▶ [PASSAGE TO READ]
Oslo is easy to get your arms around. Its city centre (sentrum) is compact, with most top attractions within walking distance. There is also a far-reaching and efficient public transport system featuring trams, trains, buses and ferries.
Enjoying the sun, Karl Johans Gate
AWL Images
Most visitors stay in the centre, which is home to the majority of hotels. Oslo is a low-rise capital that sprawls over a large area, but its centre is firmly anchored by the main boulevard, Karl Johans Gate. This boulevard runs east from the central railway station (called ‘Oslo S’, for Sentralstasjon) up to the Parliament, the National Theatre and the Royal Palace. ‘Oslo S’ and the station under the National Theatre are key stops on the express train line that runs from Gardermoen airport north of the city. The stations are also starting points for excursions outside Oslo, although most suggested in this chapter (to the countryside of Hadeland, the mountains of Telemark, or south along the fjord, for example) are best taken by car or ferry. Next to Oslo S, in Østbanehallen, Jernbanetorget 1, is the gleaming new Oslo Visitor Centre.
The Centre
A good starting point for exploring Oslo is the large open plaza called Rådhusplassen on the harbour side of the City Hall. The main E18 highway ran straight across it until the late 1980s, when traffic through the city was sunk into a multi-lane tunnel. Today the plaza is free of cars and open to the inner harbour, with its fishing boats, ferries and veteran ships.
City Hall
Oslo’s majestic Akershus Fortress and Castle (for more information, click here) sit grandly above the inner harbour and arguably form the capital’s most important landmark. The City Hall 1 [map] is Oslo’s architectural heart and soul (Rådhuset; www.rft.oslo.kommune.no; daily 9am–4pm, July–Aug until 6pm; free; free guided tours June–Aug at 10am, noon and 2pm). The people working inside shape the city’s landscape and guide its operations, and its soaring, mural-covered lobby is the city’s premier venue for special events. This is where the Nobel Peace Prize is awarded (for more information, click here).
The City Hall dominates Oslo’s inner-city skyline, its austere style attracting both praise and criticism. Detractors joke that it resembles two large blocks of brown Norwegian goat’s cheese (geitost), but leading Norwegian artists of their time decorated the large complex inside and out. Artworks depict the country’s history (statues of the Viking king Harald Hardråde on the western wall and St Hallvard, the city’s patron saint, on the southern wall) and its cultural heritage (outdoor wood carvings adorning the walls around its main entry area). Much of the complex was built in the 1930s, and the labour movement is also glorified in the statues along its harbour side. The carillon in the eastern tower rings every 15 minutes, and on the hour plays a tune, often seasonally inspired music by Norwegian composers like Edvard Grieg.

▶ [PROVIDED DATA]
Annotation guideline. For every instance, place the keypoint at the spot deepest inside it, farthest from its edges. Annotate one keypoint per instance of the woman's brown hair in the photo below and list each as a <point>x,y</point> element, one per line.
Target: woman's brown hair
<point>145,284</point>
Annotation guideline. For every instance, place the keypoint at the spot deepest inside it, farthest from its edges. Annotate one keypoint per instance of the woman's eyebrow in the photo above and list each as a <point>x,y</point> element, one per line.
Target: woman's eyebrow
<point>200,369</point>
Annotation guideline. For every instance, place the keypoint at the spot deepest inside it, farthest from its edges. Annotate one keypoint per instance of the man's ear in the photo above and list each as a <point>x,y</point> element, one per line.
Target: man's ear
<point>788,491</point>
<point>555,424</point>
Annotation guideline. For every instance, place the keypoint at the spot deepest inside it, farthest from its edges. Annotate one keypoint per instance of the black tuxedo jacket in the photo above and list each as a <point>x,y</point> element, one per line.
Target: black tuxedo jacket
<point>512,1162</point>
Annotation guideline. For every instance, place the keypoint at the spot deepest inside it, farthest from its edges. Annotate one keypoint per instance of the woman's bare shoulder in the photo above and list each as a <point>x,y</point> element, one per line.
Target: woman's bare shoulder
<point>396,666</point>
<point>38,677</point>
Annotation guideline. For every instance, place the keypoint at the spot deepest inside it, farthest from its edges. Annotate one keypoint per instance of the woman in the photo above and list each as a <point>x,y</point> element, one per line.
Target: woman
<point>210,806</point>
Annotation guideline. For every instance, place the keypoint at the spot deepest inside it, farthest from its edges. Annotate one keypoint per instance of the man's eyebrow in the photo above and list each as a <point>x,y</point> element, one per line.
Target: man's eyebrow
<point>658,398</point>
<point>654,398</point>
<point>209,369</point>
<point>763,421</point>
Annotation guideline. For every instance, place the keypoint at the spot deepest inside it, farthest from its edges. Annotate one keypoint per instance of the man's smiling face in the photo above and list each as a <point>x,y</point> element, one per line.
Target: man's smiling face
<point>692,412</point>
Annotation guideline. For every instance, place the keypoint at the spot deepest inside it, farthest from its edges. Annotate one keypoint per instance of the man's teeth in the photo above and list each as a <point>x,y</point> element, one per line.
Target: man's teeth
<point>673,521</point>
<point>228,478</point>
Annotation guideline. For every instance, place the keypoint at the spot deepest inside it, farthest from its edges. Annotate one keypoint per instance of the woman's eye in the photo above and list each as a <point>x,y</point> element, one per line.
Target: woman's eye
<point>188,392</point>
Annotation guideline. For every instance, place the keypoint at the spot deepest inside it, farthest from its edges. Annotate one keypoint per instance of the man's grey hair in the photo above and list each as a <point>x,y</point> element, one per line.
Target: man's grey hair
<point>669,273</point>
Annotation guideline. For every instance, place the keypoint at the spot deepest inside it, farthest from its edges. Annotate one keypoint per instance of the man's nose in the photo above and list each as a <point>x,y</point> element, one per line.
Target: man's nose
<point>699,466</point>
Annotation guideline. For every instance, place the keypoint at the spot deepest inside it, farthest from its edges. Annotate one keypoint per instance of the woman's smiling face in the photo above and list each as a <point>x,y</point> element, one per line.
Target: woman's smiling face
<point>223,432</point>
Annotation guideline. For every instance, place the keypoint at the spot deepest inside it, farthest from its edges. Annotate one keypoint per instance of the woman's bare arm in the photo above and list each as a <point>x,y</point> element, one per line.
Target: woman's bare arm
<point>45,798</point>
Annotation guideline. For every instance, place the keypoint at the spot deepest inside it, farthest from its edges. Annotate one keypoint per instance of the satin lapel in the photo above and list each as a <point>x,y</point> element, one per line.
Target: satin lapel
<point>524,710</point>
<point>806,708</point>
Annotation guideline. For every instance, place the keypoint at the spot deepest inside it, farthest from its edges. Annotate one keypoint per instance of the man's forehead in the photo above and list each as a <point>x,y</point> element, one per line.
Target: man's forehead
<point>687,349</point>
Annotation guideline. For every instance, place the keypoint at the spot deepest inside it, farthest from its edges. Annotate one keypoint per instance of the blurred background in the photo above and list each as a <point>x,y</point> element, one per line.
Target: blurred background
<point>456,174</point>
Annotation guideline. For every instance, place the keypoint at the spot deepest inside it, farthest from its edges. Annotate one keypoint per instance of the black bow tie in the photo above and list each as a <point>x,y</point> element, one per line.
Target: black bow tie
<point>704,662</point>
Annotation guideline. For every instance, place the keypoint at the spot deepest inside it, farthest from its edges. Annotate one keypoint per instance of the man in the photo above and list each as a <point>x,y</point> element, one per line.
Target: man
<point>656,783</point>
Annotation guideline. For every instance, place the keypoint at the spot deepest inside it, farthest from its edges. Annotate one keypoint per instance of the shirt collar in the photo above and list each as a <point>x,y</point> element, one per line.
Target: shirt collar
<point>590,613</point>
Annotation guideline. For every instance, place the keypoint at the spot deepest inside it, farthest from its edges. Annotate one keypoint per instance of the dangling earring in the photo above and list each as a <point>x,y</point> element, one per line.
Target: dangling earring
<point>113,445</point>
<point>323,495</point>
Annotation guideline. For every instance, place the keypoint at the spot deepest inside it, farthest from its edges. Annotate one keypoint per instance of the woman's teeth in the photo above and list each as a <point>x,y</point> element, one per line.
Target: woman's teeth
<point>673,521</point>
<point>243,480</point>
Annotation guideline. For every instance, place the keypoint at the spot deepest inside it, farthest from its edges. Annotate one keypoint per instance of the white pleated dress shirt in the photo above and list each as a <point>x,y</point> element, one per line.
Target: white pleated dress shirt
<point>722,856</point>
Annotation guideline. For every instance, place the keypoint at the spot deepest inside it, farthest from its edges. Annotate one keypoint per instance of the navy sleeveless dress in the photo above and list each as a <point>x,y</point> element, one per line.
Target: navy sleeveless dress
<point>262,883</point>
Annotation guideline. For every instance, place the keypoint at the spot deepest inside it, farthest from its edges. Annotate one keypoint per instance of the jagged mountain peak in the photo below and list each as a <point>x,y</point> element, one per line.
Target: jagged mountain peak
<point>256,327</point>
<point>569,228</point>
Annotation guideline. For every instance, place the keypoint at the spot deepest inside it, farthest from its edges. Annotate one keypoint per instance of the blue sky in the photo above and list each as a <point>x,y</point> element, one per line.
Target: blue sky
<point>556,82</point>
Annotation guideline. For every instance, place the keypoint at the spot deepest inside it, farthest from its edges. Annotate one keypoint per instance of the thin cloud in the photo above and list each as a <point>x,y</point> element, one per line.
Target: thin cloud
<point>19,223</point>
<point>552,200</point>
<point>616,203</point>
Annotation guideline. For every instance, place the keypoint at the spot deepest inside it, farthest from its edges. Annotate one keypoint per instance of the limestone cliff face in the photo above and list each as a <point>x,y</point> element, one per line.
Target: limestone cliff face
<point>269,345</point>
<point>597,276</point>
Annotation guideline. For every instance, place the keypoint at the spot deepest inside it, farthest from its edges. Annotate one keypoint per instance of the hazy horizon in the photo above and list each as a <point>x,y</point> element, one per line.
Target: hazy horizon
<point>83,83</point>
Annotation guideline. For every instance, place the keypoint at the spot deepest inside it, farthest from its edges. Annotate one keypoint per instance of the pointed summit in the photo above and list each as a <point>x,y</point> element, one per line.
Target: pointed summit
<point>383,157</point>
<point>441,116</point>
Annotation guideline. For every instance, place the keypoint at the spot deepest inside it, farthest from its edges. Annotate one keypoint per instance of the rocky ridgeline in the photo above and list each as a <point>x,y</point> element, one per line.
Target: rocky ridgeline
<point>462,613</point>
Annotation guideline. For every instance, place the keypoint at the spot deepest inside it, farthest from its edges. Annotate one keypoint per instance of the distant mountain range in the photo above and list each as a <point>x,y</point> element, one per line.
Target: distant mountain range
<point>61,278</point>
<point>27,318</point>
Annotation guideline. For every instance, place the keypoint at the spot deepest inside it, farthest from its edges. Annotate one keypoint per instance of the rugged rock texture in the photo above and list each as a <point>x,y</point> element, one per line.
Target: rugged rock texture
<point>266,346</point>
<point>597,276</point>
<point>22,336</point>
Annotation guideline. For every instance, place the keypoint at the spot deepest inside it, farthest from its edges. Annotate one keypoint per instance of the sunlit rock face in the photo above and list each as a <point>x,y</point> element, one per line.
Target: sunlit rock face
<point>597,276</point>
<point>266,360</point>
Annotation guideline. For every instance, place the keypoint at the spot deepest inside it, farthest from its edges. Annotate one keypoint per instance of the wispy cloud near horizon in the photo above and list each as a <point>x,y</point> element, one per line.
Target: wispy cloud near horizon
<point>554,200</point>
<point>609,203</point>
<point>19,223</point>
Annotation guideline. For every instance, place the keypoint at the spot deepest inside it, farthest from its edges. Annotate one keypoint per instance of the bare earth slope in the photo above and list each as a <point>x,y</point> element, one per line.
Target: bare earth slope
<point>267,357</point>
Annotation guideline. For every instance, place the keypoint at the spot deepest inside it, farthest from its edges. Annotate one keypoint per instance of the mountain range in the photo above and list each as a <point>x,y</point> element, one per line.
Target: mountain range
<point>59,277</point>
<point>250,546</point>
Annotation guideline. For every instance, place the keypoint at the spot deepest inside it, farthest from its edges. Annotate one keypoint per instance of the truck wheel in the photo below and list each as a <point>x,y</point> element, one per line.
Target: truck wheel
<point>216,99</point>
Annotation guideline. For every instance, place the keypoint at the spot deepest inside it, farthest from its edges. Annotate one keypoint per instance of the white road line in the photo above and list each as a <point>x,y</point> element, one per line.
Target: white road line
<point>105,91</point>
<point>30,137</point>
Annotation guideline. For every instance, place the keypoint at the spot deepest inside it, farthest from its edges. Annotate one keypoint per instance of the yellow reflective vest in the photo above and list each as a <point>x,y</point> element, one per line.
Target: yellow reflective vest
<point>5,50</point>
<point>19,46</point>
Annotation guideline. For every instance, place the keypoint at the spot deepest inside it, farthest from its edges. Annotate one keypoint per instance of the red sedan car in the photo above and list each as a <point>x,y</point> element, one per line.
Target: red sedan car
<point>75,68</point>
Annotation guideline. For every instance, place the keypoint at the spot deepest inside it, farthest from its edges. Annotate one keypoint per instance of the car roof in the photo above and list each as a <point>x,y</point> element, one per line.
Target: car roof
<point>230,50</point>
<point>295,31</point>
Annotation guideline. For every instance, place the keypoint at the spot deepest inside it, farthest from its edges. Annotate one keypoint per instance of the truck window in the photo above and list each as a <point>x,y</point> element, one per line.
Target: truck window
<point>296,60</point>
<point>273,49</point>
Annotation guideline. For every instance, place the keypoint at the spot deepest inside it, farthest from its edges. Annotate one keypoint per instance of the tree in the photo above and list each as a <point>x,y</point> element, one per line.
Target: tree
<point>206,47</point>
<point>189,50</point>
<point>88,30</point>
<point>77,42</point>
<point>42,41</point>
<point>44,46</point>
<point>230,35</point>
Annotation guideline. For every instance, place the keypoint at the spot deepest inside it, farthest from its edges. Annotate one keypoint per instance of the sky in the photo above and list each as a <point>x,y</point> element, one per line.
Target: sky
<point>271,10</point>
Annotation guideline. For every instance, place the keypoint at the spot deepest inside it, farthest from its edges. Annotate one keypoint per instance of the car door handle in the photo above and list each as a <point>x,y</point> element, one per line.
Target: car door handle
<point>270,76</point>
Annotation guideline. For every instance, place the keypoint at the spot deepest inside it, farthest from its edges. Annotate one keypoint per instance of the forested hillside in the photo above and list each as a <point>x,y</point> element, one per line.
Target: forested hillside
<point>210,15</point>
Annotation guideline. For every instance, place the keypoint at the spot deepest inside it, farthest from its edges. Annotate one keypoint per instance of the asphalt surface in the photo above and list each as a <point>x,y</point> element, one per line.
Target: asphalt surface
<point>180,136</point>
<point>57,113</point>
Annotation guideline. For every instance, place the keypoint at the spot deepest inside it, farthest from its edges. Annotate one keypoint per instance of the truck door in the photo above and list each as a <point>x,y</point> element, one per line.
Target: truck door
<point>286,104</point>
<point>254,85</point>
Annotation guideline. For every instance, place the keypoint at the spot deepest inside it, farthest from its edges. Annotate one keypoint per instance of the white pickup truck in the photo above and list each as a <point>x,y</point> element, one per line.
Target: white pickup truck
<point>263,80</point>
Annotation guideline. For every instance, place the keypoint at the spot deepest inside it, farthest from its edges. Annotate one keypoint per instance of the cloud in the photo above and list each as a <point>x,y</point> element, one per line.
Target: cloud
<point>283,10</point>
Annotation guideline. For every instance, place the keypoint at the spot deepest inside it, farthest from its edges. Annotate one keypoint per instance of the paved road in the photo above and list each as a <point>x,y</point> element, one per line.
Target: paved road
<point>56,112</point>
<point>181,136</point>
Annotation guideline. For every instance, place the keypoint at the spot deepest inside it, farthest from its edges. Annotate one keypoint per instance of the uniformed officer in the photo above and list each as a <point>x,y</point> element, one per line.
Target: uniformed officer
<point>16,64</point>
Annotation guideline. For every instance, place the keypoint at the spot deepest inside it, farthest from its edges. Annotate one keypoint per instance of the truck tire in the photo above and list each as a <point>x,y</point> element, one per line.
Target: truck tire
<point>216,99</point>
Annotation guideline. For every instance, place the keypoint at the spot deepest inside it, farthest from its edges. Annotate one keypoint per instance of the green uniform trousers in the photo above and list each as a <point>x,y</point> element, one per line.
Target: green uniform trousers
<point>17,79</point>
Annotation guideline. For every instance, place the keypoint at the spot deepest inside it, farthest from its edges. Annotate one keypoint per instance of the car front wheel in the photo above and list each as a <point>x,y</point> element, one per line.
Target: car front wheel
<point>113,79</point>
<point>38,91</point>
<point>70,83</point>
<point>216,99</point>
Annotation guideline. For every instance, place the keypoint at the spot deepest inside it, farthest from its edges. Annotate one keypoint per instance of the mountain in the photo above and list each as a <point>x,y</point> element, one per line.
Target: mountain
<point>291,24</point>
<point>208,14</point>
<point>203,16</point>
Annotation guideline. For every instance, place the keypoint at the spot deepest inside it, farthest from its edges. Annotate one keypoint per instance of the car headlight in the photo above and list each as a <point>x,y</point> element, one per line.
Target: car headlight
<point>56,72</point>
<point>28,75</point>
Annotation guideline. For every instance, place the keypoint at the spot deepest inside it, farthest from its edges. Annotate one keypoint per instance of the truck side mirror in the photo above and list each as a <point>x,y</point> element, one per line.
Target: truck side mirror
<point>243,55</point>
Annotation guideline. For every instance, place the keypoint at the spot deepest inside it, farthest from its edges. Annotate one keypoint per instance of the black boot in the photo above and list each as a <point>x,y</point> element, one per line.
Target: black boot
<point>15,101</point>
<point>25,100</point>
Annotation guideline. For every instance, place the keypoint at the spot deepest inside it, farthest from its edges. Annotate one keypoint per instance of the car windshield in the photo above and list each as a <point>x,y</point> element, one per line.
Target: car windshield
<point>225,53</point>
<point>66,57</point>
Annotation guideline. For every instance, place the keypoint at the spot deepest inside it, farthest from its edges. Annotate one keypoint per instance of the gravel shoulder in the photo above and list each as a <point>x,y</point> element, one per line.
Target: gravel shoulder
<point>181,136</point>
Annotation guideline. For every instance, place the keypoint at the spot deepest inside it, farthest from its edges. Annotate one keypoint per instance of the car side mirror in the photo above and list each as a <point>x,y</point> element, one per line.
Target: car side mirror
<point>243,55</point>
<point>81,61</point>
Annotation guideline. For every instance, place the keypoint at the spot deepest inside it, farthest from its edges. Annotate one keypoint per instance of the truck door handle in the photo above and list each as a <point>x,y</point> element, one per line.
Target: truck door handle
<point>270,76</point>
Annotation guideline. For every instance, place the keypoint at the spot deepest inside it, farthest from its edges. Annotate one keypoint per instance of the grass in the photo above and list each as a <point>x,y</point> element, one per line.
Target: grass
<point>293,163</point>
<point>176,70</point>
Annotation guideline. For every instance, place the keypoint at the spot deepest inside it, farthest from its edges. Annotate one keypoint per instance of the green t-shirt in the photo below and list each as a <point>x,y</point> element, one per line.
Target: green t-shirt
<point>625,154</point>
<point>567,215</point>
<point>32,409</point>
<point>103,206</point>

▶ [PROBLEMS AND TASKS]
A. Can you extract the Oslo travel text word for word, everything from "Oslo is easy" down to "buses and ferries."?
B. How would you sum up the Oslo travel text in two sentences?
The records have nothing to do with the Oslo travel text.

▶ [ANSWERS]
A.
Oslo is easy to get your arms around. Its city centre (sentrum) is compact, with most top attractions within walking distance. There is also a far-reaching and efficient public transport system featuring trams, trains, buses and ferries.

B. Oslo's compact center, anchored by the Karl Johans Gate boulevard, holds most hotels and top attractions within walking distance and is served by an efficient network of trams, trains, buses and ferries. The City Hall, where the Nobel Peace Prize is awarded, dominates the skyline beside the car-free Rådhusplassen plaza and was decorated inside and out by leading Norwegian artists.